Count how many lines of the items contain the string "yellow", treating uppercase and lowercase as different. Give only the number.

* [TASK INPUTS]:
begin

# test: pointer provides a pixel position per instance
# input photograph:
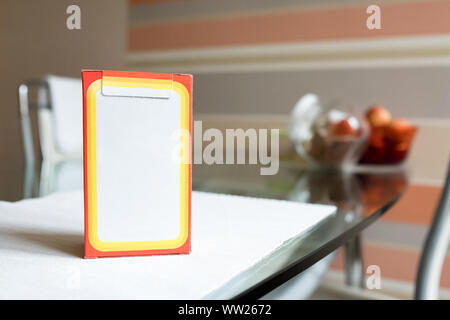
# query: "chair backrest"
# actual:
(59, 115)
(65, 95)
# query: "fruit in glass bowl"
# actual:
(390, 139)
(330, 136)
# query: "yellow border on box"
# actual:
(92, 91)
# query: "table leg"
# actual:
(354, 273)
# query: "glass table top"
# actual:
(360, 197)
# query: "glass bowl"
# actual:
(328, 135)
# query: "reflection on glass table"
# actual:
(295, 271)
(361, 198)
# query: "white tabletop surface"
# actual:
(42, 245)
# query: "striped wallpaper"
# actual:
(161, 28)
(167, 25)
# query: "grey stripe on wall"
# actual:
(419, 92)
(193, 9)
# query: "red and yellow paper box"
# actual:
(137, 195)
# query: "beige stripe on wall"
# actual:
(346, 23)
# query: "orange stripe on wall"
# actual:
(397, 264)
(399, 19)
(417, 205)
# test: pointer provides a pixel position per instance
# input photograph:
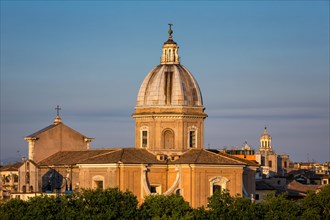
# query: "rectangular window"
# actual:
(99, 184)
(192, 138)
(144, 138)
(156, 189)
(257, 196)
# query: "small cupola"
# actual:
(57, 119)
(170, 50)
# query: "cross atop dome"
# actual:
(57, 119)
(170, 49)
(170, 32)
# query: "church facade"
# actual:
(168, 157)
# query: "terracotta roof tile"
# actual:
(11, 167)
(72, 157)
(126, 156)
(247, 162)
(201, 156)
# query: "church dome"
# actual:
(265, 135)
(170, 83)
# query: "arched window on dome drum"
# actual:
(168, 139)
(218, 183)
(144, 137)
(192, 139)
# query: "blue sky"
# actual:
(257, 63)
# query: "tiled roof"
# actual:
(247, 162)
(50, 127)
(72, 157)
(101, 156)
(126, 156)
(11, 167)
(262, 185)
(302, 188)
(42, 130)
(201, 156)
(137, 156)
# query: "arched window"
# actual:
(98, 182)
(144, 136)
(168, 138)
(218, 183)
(192, 137)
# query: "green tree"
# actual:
(224, 206)
(317, 205)
(41, 207)
(13, 209)
(165, 207)
(279, 207)
(99, 204)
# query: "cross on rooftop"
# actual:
(58, 110)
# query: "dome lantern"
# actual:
(170, 50)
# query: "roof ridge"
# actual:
(228, 157)
(98, 155)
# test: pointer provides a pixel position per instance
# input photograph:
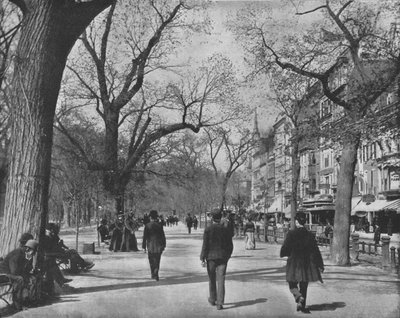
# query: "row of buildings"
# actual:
(376, 189)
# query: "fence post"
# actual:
(355, 237)
(385, 251)
(258, 232)
(398, 261)
(370, 248)
(393, 257)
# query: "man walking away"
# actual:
(154, 241)
(304, 263)
(216, 250)
(189, 223)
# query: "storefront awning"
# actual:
(276, 206)
(288, 211)
(377, 205)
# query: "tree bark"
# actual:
(341, 230)
(49, 30)
(295, 181)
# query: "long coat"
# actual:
(15, 263)
(154, 237)
(217, 243)
(304, 258)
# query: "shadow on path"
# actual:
(327, 306)
(245, 303)
(186, 279)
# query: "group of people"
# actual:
(31, 280)
(304, 263)
(120, 235)
(191, 221)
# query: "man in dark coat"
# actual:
(304, 263)
(154, 241)
(19, 267)
(189, 223)
(216, 250)
(117, 230)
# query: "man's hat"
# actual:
(216, 214)
(153, 214)
(33, 244)
(25, 238)
(301, 217)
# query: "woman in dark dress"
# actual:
(304, 263)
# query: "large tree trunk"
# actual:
(341, 229)
(295, 181)
(49, 30)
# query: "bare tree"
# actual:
(355, 58)
(132, 107)
(48, 31)
(233, 145)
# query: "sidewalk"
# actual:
(120, 286)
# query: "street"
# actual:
(120, 286)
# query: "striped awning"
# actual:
(378, 205)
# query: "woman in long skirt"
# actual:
(249, 229)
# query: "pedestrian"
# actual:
(117, 231)
(104, 231)
(189, 223)
(304, 263)
(249, 229)
(328, 230)
(377, 234)
(129, 242)
(154, 241)
(195, 222)
(216, 251)
(390, 227)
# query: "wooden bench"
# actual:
(5, 288)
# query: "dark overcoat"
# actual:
(15, 263)
(154, 237)
(304, 258)
(217, 243)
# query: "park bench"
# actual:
(5, 288)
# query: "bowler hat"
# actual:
(153, 214)
(25, 238)
(216, 214)
(301, 217)
(33, 244)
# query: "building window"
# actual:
(372, 179)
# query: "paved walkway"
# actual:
(120, 286)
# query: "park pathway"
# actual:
(120, 286)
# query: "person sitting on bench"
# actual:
(56, 247)
(19, 266)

end

* [WORKED SOLUTION]:
2